QUOTED TEXT
(begin)

Facebook Interview Question
SDETsCountry: United States
This can be nicely implemented, if the dictionary is in a trie.
Just start finding words in the trie, and put all word breaks onto
a stack, together with the number of words found (1 at the beginning)
Then go back to the stack pick the next, try to extend until you eventually
reach the the end of the string.
the question is when to stop. If you want to be sure to minimize, you have to
work through the complete stack. Intuitively, I would say, the algorithm will first
try longest words (with common prefixes), if he can make it through, the first solution
has a high chance of being the best. "High chance" needs to be investigated, if your life
depends on speed and accuracy.
Here an implementation, with the hash set for dictionary, slower, but doesn't need a Trie
implementation.
#include <string>
#include <unordered_set>
#include <stack>
#include <algorithm>
#include <limits>
#include <iostream>
using namespace std;
int min_word_breaks(const string& inputStr, const unordered_set<string>& dict)

(end)

GIVEN PROBLEM
Write the next part of the Facebook interview thread on splitting a string into the fewest dictionary words, starting right after the function heading it ends on.

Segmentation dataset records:
(begin)

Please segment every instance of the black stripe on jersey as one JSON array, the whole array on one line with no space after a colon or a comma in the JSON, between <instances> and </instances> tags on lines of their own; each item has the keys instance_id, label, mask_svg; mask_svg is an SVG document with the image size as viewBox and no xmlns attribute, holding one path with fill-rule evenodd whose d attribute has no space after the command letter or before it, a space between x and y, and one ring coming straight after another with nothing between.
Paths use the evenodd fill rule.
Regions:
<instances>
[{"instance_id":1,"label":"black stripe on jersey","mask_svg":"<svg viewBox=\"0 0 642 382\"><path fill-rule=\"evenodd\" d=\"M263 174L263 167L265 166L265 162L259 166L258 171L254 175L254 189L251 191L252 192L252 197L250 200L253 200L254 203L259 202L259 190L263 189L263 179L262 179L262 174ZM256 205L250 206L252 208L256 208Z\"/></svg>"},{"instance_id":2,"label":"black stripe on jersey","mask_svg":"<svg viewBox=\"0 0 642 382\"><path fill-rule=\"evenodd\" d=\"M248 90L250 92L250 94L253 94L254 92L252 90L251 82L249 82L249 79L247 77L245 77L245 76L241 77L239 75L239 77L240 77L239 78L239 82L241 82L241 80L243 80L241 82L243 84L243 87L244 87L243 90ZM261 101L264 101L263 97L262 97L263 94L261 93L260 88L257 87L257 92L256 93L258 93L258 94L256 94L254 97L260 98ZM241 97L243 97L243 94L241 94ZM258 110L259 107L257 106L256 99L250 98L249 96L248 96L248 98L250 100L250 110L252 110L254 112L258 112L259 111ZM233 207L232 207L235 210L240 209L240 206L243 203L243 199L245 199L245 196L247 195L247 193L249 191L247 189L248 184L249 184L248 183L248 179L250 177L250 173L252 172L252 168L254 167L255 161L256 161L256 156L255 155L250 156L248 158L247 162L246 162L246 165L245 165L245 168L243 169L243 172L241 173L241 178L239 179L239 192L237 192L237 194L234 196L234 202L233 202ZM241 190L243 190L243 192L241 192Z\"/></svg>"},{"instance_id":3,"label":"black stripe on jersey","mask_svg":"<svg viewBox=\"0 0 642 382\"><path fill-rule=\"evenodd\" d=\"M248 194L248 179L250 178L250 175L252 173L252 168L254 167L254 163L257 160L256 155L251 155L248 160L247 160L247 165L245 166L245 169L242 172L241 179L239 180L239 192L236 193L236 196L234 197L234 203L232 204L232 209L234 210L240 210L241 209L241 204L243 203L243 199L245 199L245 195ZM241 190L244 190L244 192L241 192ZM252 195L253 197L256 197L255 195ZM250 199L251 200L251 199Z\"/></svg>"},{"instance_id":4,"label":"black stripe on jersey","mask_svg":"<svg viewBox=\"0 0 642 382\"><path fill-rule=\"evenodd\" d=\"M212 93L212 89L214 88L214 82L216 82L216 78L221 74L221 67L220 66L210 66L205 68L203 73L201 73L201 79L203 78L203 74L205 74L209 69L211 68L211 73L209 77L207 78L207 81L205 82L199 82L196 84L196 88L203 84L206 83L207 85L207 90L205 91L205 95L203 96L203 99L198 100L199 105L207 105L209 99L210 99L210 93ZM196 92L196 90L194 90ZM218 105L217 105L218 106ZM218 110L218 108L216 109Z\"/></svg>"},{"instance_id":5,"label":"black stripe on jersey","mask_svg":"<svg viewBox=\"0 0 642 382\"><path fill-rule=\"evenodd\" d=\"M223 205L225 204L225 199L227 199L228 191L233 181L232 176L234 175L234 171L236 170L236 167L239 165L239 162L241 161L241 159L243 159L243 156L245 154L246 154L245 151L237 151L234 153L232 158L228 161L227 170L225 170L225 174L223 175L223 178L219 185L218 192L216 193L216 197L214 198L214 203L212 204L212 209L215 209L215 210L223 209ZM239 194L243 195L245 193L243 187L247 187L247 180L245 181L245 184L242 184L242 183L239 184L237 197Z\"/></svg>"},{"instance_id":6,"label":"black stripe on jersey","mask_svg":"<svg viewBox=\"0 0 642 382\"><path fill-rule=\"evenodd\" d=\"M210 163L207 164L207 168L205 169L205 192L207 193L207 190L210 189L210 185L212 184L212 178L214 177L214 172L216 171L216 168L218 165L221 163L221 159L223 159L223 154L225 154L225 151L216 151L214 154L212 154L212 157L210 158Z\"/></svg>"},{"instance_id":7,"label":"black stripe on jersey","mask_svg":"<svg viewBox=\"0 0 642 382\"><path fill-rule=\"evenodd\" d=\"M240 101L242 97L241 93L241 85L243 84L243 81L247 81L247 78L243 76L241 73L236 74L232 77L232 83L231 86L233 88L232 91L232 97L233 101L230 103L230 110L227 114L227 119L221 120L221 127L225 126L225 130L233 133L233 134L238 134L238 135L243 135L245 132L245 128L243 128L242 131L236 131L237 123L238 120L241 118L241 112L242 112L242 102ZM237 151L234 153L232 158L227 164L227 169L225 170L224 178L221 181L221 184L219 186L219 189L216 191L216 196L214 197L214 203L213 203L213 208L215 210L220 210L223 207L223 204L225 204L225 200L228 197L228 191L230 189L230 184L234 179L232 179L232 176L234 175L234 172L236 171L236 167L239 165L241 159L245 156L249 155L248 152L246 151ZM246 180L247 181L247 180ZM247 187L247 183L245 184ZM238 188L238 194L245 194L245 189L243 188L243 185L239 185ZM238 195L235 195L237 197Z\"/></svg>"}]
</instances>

(end)

EXERCISE OUTPUT
{
int min_word_breaks = numeric_limits<int>::max();
size_t max_word_len = 0;
for (const auto& word : dict) max_word_len = max(max_word_len, word.size());
stack<pair<size_t, int>> s({ {0, 0} });
while (!s.empty()) {
auto idx = s.top().first;
auto word_ct = s.top().second;
s.pop();
if (idx == inputStr.length()) {
min_word_breaks = min(min_word_breaks, word_ct - 1);
} else if (word_ct + 1 < min_word_breaks) { // explore if I could beat current best
for (size_t len = 1; idx + len <= inputStr.length() && len <= max_word_len; ++len) {
if (dict.count(inputStr.substr(idx, len))) {
s.push({ idx + len, word_ct + 1 });
}
}
}
}
return min_word_breaks;
}
int main()
{
cout << min_word_breaks("CatMat", { "Cat", "Mat", "Ca", "tM", "at", "C", "Dog", "og", "Do" }) << endl;
}
Here is the python solution
def test():
str = "CatMat"
wordList = ["Cat", "Mat", "Ca", "tM", "at", "C", "Dog", "og", "Do"]
print wordBreak(str, wordList)
def wordBreak(sentences, wordList):
numBreak = 0
#Sort the wordList by the length of the word
wordList.sort(lambda x, y: -1 * cmp(len(x), len(y)))
for word in wordList:
if len(sentences) == 0:
break
#Check if the word is appeared in the sentences, if so, collect the substring and update sentences with the substring
while word in sentences:
sentences = subString(sentences, word)
numBreak += 1
#Increment numBreak if there are left over of sentences
if sentences != '':
numBreak += 1
return numBreak
def subString(sentences, word):
startItWord = 0
endItWord = len(word)
while((endItWord - startItWord <= len(sentences)) and (endItWord <= len(sentences))):
if sentences[startItWord:endItWord] == word:
return sentences[0:startItWord] + sentences[endItWord:]
else:
startItWord += 1
endItWord += 1
return sentences
Define wordBreak function recursively as follows, where S is the input string and D is the dictionary.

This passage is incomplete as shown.